Written task:
Write out the stretch of the letter below from "I will send" through "love to Milsand.", word for word.

Text segment:
— begin —
I will send you the last “Ath:” I have received-but break off here rather abruptly in order to let Ba write- Goodbye. God bless you both. Kindest love to Milsand.
Yours ever affecy RB
[Continued by EBB]
My dearest Sarianna I dont know whether this letter from Rome will surprise you, but we have done it at last. Our journey was most prosperous, the wonderful in-rush of winter which buried all Italy in snow & for some days rendered the possibility of any change of quarters so more than doubtful (I myself gave it up for days) having given away to an inrush of summer as wonderful. The change was so pleasant that I bore with perfect equanimity the lamentations of certain English acquaintance of ours in Florence who declared it was the most frightful & dangerous climate that could be, .. that now one was frozen to death, & the next day burnt & melted, & that people could’nt be healthy under such transitions. But all countries of the south are subject to the same, of course-wherever there is a southern sun, & mountains to retain snow- Even in Paris you complain of something a little like it, because of the sun. We left Florence in a blaze of sunshine accordingly, & there & everywhere found the country transfigured back into summer-except for two days of April rain. Of the kindness of our dear friends Mr & Mrs Eckley, I am moved when I try to speak. They humiliate me by their devotion. Such generosity & delicacy, combined with so much passionate sentiment .. (there is no other word) are difficult to represent. The Americans are great in some respects. Not that Americans generally are like these-but that these could scarcely be .. English for instance. That mixture of enthusiasm & simplicity, we have not.
Our journey was delightful, & not without some incidents which might have been accidents. We were as nearly as possible thrown once into a ditch, & once down a mountain-precipice .. the spirited horses plunging on one side .. but at last Mr Eckley lent us his courier who sate on the box by the coachman & helped him to manage better. Then there was a fight between our oxen-drivers, one of them attempting to stab the other with a knife, & Robert rushing in between till Peni & I were nearly frantic with fright. No harm happened however except that Robert had his trowsers torn- And we escaped afterwards certain banditti who stopped a carriage only the day before on the very road we travelled, & robbed it of sixty two scudi.
— end —
Mask labeling examples:
— begin —
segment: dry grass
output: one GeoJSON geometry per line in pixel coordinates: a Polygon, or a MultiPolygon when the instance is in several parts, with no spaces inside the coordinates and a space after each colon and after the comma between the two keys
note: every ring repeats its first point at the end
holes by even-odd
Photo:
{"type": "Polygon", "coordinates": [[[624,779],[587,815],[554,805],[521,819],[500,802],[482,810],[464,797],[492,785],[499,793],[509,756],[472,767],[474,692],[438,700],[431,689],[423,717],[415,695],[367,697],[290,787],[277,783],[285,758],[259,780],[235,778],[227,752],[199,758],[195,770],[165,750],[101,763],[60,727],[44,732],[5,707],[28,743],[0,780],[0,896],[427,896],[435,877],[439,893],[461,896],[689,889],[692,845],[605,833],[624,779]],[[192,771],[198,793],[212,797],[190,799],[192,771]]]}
— end —
Full answer:
I will send you the last “Ath:” I have received-but break off here rather abruptly in order to let Ba write- Goodbye. God bless you both. Kindest love to Milsand.